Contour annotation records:
□ □ □

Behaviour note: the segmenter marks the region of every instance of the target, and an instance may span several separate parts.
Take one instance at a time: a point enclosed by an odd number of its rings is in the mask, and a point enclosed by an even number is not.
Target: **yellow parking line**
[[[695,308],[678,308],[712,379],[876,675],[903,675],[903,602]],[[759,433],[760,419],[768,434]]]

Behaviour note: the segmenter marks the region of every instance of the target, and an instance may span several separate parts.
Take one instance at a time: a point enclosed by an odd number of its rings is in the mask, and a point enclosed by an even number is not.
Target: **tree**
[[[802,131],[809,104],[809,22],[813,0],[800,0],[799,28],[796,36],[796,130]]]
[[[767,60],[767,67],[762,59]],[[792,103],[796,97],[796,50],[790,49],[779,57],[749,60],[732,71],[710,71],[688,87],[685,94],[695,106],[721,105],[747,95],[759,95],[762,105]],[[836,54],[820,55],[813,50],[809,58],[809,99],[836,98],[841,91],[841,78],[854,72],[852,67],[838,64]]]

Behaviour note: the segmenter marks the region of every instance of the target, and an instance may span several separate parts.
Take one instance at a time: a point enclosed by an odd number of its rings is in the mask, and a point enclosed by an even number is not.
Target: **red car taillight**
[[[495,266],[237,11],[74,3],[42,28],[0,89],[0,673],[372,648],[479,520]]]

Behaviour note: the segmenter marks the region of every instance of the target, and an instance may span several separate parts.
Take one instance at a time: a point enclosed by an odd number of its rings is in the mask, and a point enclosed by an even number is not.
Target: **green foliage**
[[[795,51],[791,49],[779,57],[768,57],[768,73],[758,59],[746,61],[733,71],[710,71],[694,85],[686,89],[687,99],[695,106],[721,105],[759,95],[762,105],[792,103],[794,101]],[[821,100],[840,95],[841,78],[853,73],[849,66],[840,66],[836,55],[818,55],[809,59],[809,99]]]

□ □ □

Write out every line above word for word, leaving nothing out and changing nothing.

[Exercise response]
Behaviour note: the segmenter marks the region of every instance of the target, and an instance may span several separate parts.
Take one instance at a time: a point enclosed by an odd number of its rings is in the mask, and a point enclosed by an even number is not.
Target: **yellow parking line**
[[[695,308],[678,308],[712,379],[876,675],[903,675],[903,602]],[[759,433],[760,419],[768,434]]]

Behaviour note: the segmenter marks the region of every instance of the target, and an instance may span several separate parts.
Take one instance at a time: a point enclosed by an odd number of its rings is in the mask, and a point enclosed by an even number is not.
Target: **tree**
[[[802,131],[809,104],[809,22],[813,0],[800,0],[799,28],[796,36],[796,130]]]
[[[767,60],[767,67],[762,59]],[[792,103],[796,97],[796,50],[790,49],[779,57],[749,60],[732,71],[710,71],[688,87],[685,94],[695,106],[721,105],[747,95],[759,95],[762,105]],[[836,54],[820,55],[813,50],[809,58],[809,99],[836,98],[841,91],[841,78],[854,72],[852,67],[838,64]]]

Behaviour note: the segmenter marks the region of every instance of the target, and an instance may span several separate parts.
Take one instance at a time: a point enclosed by an odd number of its rings is in the mask, and a point enclosed by an even number is not.
Target: **red car taillight**
[[[495,266],[237,11],[74,3],[42,28],[0,89],[0,673],[372,648],[479,520]]]

Behaviour note: the segmenter marks the region of every instance of the target, and an instance may span several separate parts.
Take one instance at a time: a point enclosed by an odd number of its rings is in the mask, and a point enclosed by an even number is not.
Target: **green foliage**
[[[795,51],[791,49],[779,57],[768,57],[768,73],[758,59],[746,61],[733,71],[710,71],[694,85],[686,89],[687,99],[695,106],[721,105],[759,95],[762,105],[792,103],[794,101]],[[821,100],[840,95],[841,78],[853,73],[849,66],[840,66],[836,55],[818,55],[809,59],[809,99]]]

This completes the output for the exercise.